→ **Excerpt to read**
• • • • •

ICANN votes to expand domain name character set

Doug Barton dougb at FreeBSD.org
Fri Jun 27 05:41:34 UTC 2008

Tim Clewlow wrote:
> Hi there,
> In case you haven't heard yet, ICANN have unanimously voted their 
> approval to expand the domain name character set to include Asian, 
> Middle Eastern, Eastern European and Russian character sets in domain
>  names.

That's already possible at the second level and above through IDN. Check
out ftp://ftp.rfc-editor.org/in-notes/rfc3491.txt and 
ftp://ftp.rfc-editor.org/in-notes/rfc3492.txt. In short, the client
software that deals with IDNs is required to make the translation from
"International" characters to punycode strings before sending the dns 
request, so in an ideal world nothing below the client layer will have 
to change. So far the world has been more or less ideal, depending on 
where you sit. :)

The actual change that's being announced now is the approval of IDN
strings at the top level. Conceptually this is the same mechanism. But
the "layer 9" stuff make this really interesting/complicated/annoying,
once again depending on where you sit.

I was involved in a lot of IDN stuff when I was at ICANN running the
IANA, so if anyone wants more details let me know, I can go on for hours.

• • • • •

→ **Material**
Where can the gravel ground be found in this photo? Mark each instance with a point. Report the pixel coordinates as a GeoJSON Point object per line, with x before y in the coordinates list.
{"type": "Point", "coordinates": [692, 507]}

• • • • •

→ **Set problem A**
Reproduce the passage of the post about ICANN's domain name vote from "The actual change" up to and including "on for hours.".
→ **Set problem B**
Carry on the post about ICANN's vote to expand the domain name character set, starting right after its final sentence.

→ **Right answer A**
The actual change that's being announced now is the approval of IDN
strings at the top level. Conceptually this is the same mechanism. But
the "layer 9" stuff make this really interesting/complicated/annoying,
once again depending on where you sit.

I was involved in a lot of IDN stuff when I was at ICANN running the
IANA, so if anyone wants more details let me know, I can go on for hours.

→ **Right answer B**
> In addition, top level domains will have their restrictions removed, 
> ie any non-offensive top level domains will now be allowed.

That's not _quite_ true. The restriction of two-letter domains for
country codes will still be in place, and there is some protection for
trademark holders, etc.

> I'm guessing the inclusion of the new character sets will mean a fair
>  amount of alteration to code that processes domain names.

Client code, yes. In a lot of ways FreeBSD is behind the curve on this,
since we really should have been building (more) punycode translation
capability into our client software already. The good news is that on
the software level if you can do that for the second level and above
it's pretty easy to do it for TLDs. The more interesting problem there
is a lot of ancient software, web scripts, etc. with hard-coded rules 
about how TLDs only have 3 characters ....